-- STUDY MATERIAL follows --

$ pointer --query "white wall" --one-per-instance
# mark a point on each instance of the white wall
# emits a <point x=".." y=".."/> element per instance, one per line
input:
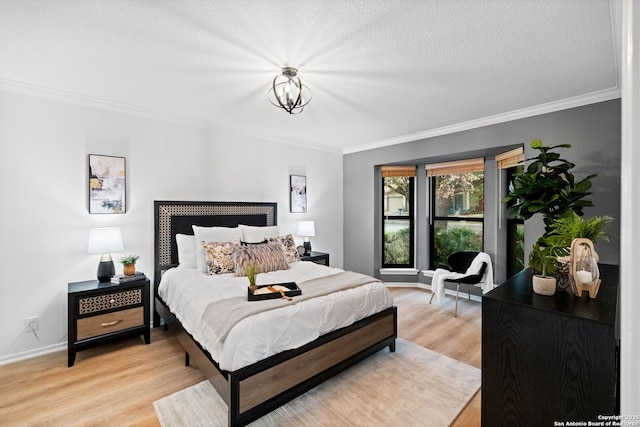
<point x="44" y="220"/>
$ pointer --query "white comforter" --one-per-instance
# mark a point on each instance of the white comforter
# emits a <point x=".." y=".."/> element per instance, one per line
<point x="188" y="292"/>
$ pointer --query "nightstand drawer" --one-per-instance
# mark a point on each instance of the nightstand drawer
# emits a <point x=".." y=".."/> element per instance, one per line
<point x="110" y="322"/>
<point x="109" y="301"/>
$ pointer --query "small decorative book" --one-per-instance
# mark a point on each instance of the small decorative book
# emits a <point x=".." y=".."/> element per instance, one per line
<point x="273" y="291"/>
<point x="124" y="278"/>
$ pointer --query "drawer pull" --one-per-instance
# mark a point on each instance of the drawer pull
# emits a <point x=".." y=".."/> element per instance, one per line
<point x="106" y="324"/>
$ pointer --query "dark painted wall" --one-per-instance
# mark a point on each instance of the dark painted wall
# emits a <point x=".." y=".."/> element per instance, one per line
<point x="592" y="130"/>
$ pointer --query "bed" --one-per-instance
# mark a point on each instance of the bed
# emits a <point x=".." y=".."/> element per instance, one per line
<point x="256" y="383"/>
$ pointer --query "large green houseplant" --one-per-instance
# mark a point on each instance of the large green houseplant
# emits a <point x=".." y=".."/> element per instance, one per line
<point x="548" y="187"/>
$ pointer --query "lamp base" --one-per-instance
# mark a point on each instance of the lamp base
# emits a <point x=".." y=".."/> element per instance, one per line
<point x="106" y="270"/>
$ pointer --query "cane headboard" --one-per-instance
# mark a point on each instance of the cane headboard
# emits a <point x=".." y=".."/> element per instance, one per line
<point x="176" y="217"/>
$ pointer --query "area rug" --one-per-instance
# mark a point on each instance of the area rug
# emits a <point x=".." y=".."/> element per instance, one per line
<point x="412" y="387"/>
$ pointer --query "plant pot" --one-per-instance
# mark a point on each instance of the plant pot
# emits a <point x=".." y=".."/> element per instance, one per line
<point x="129" y="269"/>
<point x="544" y="285"/>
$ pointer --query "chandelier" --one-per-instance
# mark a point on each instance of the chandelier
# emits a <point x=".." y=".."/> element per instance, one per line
<point x="288" y="92"/>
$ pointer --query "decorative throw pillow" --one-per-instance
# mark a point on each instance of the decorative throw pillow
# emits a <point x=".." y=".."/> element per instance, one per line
<point x="186" y="250"/>
<point x="220" y="256"/>
<point x="289" y="246"/>
<point x="255" y="234"/>
<point x="212" y="234"/>
<point x="266" y="257"/>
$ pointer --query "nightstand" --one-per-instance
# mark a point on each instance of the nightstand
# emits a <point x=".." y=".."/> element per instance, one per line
<point x="317" y="257"/>
<point x="105" y="312"/>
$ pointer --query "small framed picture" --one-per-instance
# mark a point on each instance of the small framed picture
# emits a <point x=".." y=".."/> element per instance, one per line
<point x="107" y="184"/>
<point x="298" y="186"/>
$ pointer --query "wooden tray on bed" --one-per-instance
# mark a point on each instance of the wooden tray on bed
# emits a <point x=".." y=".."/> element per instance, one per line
<point x="293" y="291"/>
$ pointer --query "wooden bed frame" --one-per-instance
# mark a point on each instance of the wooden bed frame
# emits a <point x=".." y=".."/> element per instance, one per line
<point x="257" y="389"/>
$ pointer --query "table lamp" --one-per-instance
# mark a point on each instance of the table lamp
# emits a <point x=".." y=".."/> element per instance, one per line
<point x="306" y="229"/>
<point x="104" y="241"/>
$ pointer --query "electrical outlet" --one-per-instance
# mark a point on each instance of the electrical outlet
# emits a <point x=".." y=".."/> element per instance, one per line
<point x="31" y="324"/>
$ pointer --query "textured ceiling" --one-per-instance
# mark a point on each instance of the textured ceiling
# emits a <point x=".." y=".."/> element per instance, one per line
<point x="380" y="71"/>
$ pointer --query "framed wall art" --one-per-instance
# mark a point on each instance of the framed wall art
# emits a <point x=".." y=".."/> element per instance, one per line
<point x="298" y="186"/>
<point x="107" y="184"/>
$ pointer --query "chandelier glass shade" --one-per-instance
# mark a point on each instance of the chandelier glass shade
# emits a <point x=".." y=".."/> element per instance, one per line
<point x="288" y="92"/>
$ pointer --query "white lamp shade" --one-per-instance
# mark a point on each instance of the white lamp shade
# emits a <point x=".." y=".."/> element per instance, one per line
<point x="105" y="240"/>
<point x="306" y="229"/>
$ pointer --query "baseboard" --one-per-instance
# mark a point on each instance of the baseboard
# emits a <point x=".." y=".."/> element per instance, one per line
<point x="40" y="351"/>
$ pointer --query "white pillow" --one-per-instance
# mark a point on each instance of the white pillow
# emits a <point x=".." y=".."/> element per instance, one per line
<point x="186" y="250"/>
<point x="212" y="234"/>
<point x="253" y="234"/>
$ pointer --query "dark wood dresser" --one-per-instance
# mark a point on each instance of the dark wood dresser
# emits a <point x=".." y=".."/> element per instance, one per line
<point x="548" y="359"/>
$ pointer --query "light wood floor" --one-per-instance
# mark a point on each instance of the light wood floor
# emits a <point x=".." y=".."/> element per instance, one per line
<point x="117" y="384"/>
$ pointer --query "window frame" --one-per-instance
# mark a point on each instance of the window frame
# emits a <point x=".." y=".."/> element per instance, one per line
<point x="434" y="218"/>
<point x="410" y="217"/>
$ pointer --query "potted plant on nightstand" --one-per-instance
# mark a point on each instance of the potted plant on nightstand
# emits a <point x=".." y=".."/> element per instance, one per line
<point x="129" y="264"/>
<point x="543" y="260"/>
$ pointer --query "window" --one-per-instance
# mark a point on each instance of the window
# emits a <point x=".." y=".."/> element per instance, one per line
<point x="513" y="161"/>
<point x="398" y="216"/>
<point x="457" y="208"/>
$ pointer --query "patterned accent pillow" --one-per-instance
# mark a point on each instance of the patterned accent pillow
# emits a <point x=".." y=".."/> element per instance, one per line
<point x="289" y="245"/>
<point x="267" y="257"/>
<point x="219" y="256"/>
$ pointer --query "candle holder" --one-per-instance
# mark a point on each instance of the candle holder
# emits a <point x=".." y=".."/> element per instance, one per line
<point x="585" y="275"/>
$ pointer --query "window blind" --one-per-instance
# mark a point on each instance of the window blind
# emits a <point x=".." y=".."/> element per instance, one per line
<point x="391" y="171"/>
<point x="511" y="158"/>
<point x="455" y="167"/>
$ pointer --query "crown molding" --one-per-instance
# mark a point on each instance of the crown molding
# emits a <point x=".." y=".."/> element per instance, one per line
<point x="563" y="104"/>
<point x="15" y="86"/>
<point x="29" y="89"/>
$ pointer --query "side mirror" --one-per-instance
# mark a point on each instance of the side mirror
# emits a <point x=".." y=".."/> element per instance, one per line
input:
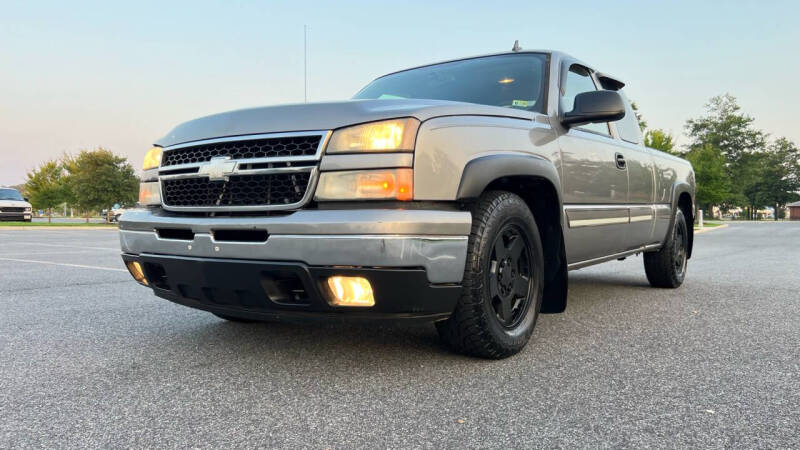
<point x="595" y="107"/>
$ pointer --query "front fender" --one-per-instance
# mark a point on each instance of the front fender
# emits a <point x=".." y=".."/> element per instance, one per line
<point x="481" y="171"/>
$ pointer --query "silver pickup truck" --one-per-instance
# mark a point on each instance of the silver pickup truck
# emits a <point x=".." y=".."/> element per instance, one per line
<point x="459" y="193"/>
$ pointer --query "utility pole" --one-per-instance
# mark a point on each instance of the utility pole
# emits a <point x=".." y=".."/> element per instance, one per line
<point x="305" y="64"/>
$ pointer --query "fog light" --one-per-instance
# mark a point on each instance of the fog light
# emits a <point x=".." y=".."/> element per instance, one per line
<point x="136" y="271"/>
<point x="350" y="291"/>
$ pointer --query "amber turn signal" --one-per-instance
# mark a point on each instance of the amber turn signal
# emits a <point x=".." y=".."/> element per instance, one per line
<point x="136" y="272"/>
<point x="350" y="291"/>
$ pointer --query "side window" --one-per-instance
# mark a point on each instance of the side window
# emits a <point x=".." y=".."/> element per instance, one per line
<point x="580" y="80"/>
<point x="628" y="126"/>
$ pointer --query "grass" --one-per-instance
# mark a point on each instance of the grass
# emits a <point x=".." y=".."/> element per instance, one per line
<point x="55" y="224"/>
<point x="707" y="224"/>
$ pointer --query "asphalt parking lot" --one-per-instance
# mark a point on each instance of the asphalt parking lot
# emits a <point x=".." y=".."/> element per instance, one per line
<point x="88" y="358"/>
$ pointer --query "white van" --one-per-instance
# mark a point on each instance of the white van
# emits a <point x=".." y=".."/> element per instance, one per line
<point x="13" y="206"/>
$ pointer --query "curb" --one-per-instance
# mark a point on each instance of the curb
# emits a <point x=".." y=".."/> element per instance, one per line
<point x="705" y="230"/>
<point x="55" y="227"/>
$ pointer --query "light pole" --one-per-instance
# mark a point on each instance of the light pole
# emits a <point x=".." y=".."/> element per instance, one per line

-- STUDY MATERIAL concluded --

• PROMPT: Find the lines above that contain the word "decorative" and collect them.

• REPLY TO THE TASK:
$ pointer --query "small decorative book" --one-per-instance
# mark a point on each instance of the small decorative book
$ pointer --query "decorative throw pillow" --one-per-instance
# mark a point on each instance of the decorative throw pillow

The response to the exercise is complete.